• [YOUR OBJECTIVE]:
Write out all of the lines below, exactly and completely.

• [LISTED ENTRIES]:
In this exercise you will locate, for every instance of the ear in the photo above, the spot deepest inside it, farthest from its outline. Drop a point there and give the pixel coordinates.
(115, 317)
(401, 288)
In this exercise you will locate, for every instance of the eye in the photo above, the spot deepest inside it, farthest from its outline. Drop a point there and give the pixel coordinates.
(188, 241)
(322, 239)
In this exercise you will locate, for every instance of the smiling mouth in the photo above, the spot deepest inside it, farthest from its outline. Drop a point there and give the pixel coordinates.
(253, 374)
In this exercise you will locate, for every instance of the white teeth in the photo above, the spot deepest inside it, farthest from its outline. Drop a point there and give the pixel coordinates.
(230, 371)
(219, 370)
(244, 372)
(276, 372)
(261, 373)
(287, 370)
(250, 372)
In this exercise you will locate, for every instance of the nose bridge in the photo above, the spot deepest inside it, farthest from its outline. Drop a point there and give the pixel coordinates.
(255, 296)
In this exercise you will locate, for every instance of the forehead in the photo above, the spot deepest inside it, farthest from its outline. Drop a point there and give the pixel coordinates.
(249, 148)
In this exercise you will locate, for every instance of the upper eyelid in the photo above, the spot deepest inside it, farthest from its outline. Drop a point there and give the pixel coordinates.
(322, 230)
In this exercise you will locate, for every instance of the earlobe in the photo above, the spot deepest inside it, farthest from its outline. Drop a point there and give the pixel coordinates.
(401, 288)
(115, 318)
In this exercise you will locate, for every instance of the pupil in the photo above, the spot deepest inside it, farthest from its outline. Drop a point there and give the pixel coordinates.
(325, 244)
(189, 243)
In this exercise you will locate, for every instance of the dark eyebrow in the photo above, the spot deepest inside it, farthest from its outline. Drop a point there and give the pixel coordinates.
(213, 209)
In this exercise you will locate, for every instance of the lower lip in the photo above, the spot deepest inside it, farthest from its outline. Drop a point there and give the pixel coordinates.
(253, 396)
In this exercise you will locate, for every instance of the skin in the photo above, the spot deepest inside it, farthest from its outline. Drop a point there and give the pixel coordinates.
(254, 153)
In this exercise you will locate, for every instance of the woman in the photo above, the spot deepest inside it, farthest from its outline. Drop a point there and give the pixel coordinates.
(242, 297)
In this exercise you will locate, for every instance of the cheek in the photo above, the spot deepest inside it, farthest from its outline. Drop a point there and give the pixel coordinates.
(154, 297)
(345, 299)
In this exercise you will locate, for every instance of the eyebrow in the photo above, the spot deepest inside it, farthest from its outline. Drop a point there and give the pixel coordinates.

• [RESPONSE]:
In this exercise you will locate, for every instance of the ear in the photo above, the spot deepest inside it, farthest from its outline. Drop a point there and give the pixel coordinates.
(115, 317)
(401, 288)
In this exercise you will locate, for every instance of the eye in the photo above, the spot deepest inside it, farthest from its outline. Drop a point there and give the pixel coordinates.
(188, 241)
(322, 239)
In this exercise you will locate, for every instance of the smiling mouth in the photo above, the spot deepest inside it, farthest from its outline. Drop a point there and give the pixel coordinates.
(253, 374)
In this exercise you will locate, for every instance of the white teeth in the photo above, the spot deepest inside it, farthest from its outline. Drop a point there and give the pixel coordinates.
(230, 371)
(219, 370)
(244, 372)
(276, 372)
(261, 373)
(287, 370)
(250, 372)
In this exercise you will locate, for every instance of the nose bridge in the photo above, the spot deepest inside it, farthest from its outline. Drop a point there and give the pixel coordinates.
(255, 296)
In this exercise you will locate, for every instance of the forehead in the photo above, the spot deepest inside it, farthest from its outline. Drop a point there and give the pixel coordinates.
(249, 148)
In this exercise you will locate, for every instance of the upper eyelid in the photo above, the spot deepest inside it, farthest from its outline. Drop a point there and give the pixel coordinates.
(322, 230)
In this exercise you will locate, for every instance of the earlobe in the photo above, the spot deepest inside it, farthest from its outline. Drop a point there and give the pixel coordinates.
(401, 288)
(115, 318)
In this exercise you will locate, for every instance of the pupil in the photo above, the spot deepest inside it, farthest from its outline. Drop a point there and give the pixel coordinates.
(325, 244)
(189, 243)
In this exercise you will locate, for every instance of the dark eyebrow in the photo above, the spot deepest inside it, farthest from its outline. Drop a point there and give the pixel coordinates.
(213, 209)
In this exercise you will locate, for every instance of the lower lip in the photo above, the spot deepest inside it, farthest from its outline. Drop a point there and give the pixel coordinates.
(253, 396)
In this exercise you will locate, for every instance of the skin in the photo above, the spot deepest inside it, farthest from its outline. Drop a point there and give the pixel coordinates.
(254, 153)
In this exercise you will locate, for every instance of the woman in the photo above, the spot deepest inside it, farthest from its outline. Drop a point there and give the pixel coordinates.
(242, 297)
In this exercise you will locate, for every instance of the cheek in the photo above, the spot deepest inside it, farthest from its outline. Drop a point there and give the pixel coordinates.
(154, 297)
(345, 299)
In this exercise you will locate, for every instance of the eyebrow in the photo above, the spot deepest inside it, farthest from its outline. Drop a point there and give the pixel coordinates.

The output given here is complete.